* _Section de texte_:
Vu la procédure suivante :
Procédure contentieuse antérieure
Mme A... D... a demandé au tribunal administratif de Lyon d'annuler la décision du 19 janvier 2022 par laquelle le préfet du Rhône a rejeté la demande de regroupement familial présentée par son époux au bénéfice de leur premier enfant mineur.
Par un jugement n° 2206559 du 27 octobre 2023, le tribunal administratif de Lyon a rejeté sa demande.
Procédure devant la cour
Par une requête, enregistrée le 18 janvier 2024, Mme D... représentée par Me Frery, demande à la cour :
1°) d'annuler ce jugement du 27 octobre 2023 ;
2°) d'annuler la décision du préfet du Rhône du 19 janvier 2022 ;
3°) d'enjoindre à la préfète du Rhône, à titre principal, de délivrer une autorisation de regroupement familial au bénéfice de leur premier enfant mineur dans un délai de quinze jours à compter de la notification de l'arrêt à intervenir et sous astreinte de 50 euros par jour de retard, et, à titre subsidiaire, de procéder au réexamen de leur demande dans un délai d'un mois à compter de la même date et sous astreinte de 50 euros par jour de retard ;
4°) de mettre à la charge de l'Etat, à verser à son conseil, une somme de 1 500 euros au titre de l'article L. 761-1 du code de justice administrative et de l'article 37 de la loi du 10 juillet 1991 relative à l'aide juridique.
Elle soutient que :
- la décision contestée est entachée d'un défaut d'examen sérieux et particulier de sa situation personnelle ;
- en l'absence d'avis du maire sur ses conditions de logement et de ressources, la décision est entachée d'une erreur de droit ;
- elle méconnaît les stipulations de l'article 8 de la convention européenne de sauvegarde des droits de l'homme et des libertés fondamentales ;
- elle méconnaît les stipulations de l'article 3-1 de la convention internationale relative aux droits de l'enfant.
La procédure a été communiquée à la préfète du Rhône qui n'a pas produit de mémoire.
Par une ordonnance du 12 juin 2024, la clôture d'instruction a été fixée au 1er juillet 2024.
Mme D... a été admise au bénéfice de l'aide juridictionnelle totale par une décision du 20 décembre 2023.

* _Matériaux fournis_:
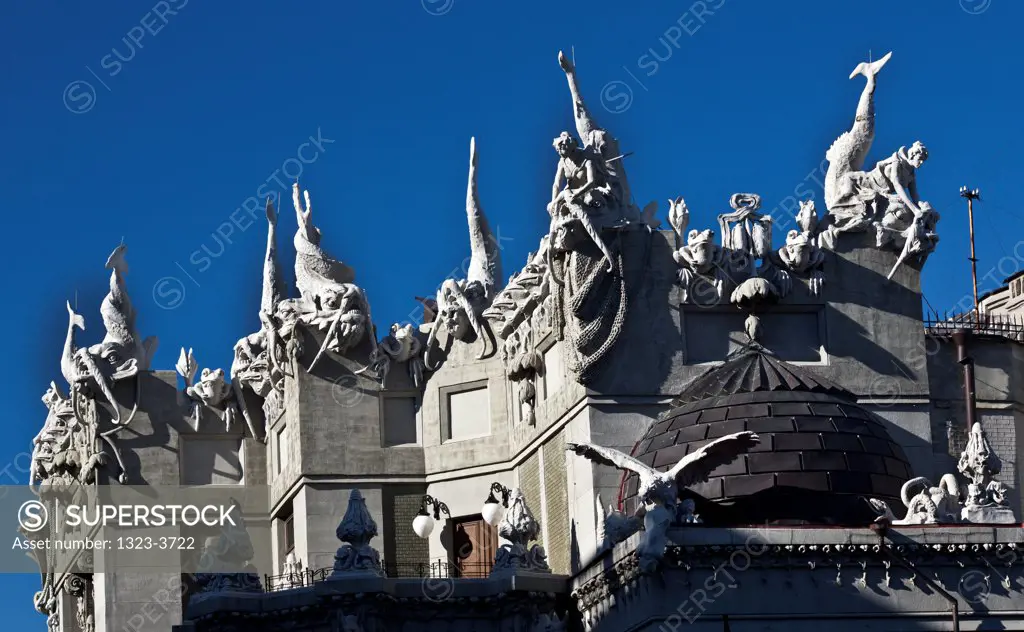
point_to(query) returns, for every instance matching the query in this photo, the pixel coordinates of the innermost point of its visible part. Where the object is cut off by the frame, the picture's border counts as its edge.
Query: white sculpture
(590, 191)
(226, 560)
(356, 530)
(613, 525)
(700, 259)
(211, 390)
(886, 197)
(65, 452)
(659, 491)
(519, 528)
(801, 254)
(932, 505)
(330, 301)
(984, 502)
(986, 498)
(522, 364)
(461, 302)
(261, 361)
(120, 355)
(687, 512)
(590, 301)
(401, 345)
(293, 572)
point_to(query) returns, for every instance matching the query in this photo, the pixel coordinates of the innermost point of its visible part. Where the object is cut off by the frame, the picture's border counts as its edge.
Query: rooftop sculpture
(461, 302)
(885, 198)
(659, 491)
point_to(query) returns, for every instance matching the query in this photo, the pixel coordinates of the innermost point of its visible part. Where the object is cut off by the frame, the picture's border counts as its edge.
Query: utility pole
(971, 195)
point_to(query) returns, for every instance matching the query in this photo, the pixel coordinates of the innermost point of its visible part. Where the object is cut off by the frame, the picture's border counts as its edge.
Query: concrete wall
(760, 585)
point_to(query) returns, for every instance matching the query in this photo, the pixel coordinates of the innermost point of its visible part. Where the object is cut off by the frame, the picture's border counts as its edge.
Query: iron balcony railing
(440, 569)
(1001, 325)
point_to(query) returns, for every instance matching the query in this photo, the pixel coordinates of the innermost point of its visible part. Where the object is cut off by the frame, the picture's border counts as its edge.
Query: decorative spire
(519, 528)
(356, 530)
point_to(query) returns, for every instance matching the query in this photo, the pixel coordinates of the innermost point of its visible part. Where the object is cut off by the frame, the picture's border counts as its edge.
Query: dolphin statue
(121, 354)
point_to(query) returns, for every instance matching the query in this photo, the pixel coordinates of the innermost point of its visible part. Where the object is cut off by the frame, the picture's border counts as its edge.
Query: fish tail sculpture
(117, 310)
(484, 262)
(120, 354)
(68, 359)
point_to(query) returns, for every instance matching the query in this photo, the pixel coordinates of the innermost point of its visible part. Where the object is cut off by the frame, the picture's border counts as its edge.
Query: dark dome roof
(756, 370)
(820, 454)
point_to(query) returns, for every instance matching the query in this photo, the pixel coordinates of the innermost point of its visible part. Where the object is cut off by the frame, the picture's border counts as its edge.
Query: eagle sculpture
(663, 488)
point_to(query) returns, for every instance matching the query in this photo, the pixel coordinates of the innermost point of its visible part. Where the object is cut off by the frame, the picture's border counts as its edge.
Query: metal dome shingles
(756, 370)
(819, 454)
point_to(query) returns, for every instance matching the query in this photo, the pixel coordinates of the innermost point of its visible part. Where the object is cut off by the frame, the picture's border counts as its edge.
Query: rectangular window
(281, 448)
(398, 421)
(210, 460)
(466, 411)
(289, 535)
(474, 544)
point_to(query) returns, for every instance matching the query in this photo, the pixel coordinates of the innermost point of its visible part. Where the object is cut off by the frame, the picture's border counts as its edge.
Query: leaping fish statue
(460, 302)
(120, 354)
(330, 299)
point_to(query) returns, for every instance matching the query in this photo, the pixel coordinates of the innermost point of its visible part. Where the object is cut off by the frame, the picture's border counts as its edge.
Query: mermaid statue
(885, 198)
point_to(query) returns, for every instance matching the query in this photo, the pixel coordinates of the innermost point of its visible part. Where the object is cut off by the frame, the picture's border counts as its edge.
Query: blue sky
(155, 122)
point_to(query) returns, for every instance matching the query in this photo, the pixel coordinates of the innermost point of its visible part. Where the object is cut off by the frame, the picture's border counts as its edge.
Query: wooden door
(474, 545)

* _Consignes_:
a – Dans l'extrait sur le regroupement familial, répondez à ces questions :
(i) Quel tribunal a rendu le jugement n° 2206559 ?
(ii) À quelle date la requête devant la cour a-t-elle été enregistrée ?
(iii) Quelle somme est demandée au titre de l'article L. 761-1 du code de justice administrative ?
b – Recopiez l'extrait sur le regroupement familial, de « Vu la procédure » jusqu'à « rejeté sa demande. » compris.
c – Traduisez en anglais cette phrase de l'extrait sur le regroupement familial : « La procédure a été communiquée à la préfète du Rhône qui n'a pas produit de mémoire. »
Les enregistrements forment un matériau distinct de l'extrait sur le regroupement familial.

* _Réponses_:
a –
(i) Le tribunal administratif de Lyon.
(ii) Le 18 janvier 2024.
(iii) 1 500 euros.

b –
Vu la procédure suivante :
Procédure contentieuse antérieure
Mme A... D... a demandé au tribunal administratif de Lyon d'annuler la décision du 19 janvier 2022 par laquelle le préfet du Rhône a rejeté la demande de regroupement familial présentée par son époux au bénéfice de leur premier enfant mineur.
Par un jugement n° 2206559 du 27 octobre 2023, le tribunal administratif de Lyon a rejeté sa demande.

c – The proceedings were communicated to the prefect of the Rhône, who did not file a brief.